## Required task
Output the lines below word for word, starting at the line that contains "Q: Locate the gutter" and ending with the final line, both included.

## Data supplied
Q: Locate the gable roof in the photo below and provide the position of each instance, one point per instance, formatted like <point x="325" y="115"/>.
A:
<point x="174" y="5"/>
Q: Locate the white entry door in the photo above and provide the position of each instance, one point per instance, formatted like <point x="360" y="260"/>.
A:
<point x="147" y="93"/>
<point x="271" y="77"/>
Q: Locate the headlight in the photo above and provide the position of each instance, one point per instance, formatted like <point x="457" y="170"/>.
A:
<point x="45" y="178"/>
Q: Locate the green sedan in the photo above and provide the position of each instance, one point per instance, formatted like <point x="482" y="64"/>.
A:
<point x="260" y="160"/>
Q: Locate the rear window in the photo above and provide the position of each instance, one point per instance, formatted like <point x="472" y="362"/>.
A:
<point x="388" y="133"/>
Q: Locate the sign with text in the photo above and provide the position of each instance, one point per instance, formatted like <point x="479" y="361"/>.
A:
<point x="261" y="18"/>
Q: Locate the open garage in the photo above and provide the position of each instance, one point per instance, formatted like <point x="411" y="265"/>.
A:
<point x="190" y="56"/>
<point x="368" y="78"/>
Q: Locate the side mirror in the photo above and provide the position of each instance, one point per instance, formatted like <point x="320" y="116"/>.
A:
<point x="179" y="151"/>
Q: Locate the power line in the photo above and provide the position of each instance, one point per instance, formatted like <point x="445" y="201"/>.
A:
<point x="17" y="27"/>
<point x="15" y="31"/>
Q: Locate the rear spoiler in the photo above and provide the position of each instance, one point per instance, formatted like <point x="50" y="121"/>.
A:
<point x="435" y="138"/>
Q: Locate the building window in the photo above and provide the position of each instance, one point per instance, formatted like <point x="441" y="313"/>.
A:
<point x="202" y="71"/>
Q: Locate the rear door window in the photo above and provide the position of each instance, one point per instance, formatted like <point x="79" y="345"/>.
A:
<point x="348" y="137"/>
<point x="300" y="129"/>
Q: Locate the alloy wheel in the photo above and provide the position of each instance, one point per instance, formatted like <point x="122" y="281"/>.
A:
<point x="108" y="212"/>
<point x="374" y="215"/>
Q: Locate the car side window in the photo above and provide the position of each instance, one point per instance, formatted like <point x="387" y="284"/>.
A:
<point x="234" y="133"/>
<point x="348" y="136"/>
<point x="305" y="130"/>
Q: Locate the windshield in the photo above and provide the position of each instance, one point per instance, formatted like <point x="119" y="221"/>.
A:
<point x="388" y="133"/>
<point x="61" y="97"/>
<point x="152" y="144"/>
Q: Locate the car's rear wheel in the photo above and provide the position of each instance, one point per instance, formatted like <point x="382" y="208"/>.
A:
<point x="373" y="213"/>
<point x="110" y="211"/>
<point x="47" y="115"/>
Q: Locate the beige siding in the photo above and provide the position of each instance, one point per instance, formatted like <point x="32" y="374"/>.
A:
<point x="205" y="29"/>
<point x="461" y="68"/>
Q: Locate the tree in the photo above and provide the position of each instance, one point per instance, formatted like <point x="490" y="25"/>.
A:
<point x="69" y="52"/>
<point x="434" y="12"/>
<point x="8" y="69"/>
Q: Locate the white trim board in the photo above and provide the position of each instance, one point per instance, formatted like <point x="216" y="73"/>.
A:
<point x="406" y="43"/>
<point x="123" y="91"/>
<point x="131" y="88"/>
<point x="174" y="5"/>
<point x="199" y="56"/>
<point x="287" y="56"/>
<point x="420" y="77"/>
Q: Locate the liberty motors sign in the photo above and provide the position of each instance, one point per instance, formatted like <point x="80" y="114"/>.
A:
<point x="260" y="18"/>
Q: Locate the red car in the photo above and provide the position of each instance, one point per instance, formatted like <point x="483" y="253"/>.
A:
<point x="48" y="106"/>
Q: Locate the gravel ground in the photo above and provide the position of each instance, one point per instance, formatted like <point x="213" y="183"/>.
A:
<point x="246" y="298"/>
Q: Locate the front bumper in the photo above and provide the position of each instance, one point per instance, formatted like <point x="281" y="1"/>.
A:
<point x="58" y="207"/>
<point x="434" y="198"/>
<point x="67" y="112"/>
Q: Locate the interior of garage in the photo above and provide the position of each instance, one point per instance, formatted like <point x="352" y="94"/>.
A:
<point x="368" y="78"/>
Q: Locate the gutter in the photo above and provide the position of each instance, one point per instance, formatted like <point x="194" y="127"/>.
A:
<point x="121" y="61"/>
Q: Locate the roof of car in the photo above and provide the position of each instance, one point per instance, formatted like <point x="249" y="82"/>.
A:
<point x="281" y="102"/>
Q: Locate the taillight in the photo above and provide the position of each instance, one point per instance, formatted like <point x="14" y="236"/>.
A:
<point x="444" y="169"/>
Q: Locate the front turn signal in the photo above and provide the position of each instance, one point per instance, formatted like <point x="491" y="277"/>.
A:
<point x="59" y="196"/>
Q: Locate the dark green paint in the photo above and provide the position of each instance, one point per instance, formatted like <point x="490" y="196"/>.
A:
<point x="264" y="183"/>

## Answer for this exercise
Q: Locate the gutter in the photo above and provide the position of each instance, one point per instance, formatted like <point x="194" y="127"/>.
A:
<point x="121" y="61"/>
Q: Locate the roof of car in the photo above and provide the position of each instance, one point per instance, formatted like <point x="249" y="82"/>.
A:
<point x="281" y="102"/>
Q: Locate the taillight in the photo above and provide the position of each instance, one point per instance, formatted like <point x="14" y="236"/>.
A:
<point x="444" y="169"/>
Q: Locate the front turn signal in the photo above and provide the position of each instance, one point per instance, formatted like <point x="491" y="277"/>.
A:
<point x="59" y="196"/>
Q: Locate the dark green paint in the photo above and provide the position of each instance, one point per instance, formatted like <point x="490" y="196"/>.
A:
<point x="264" y="183"/>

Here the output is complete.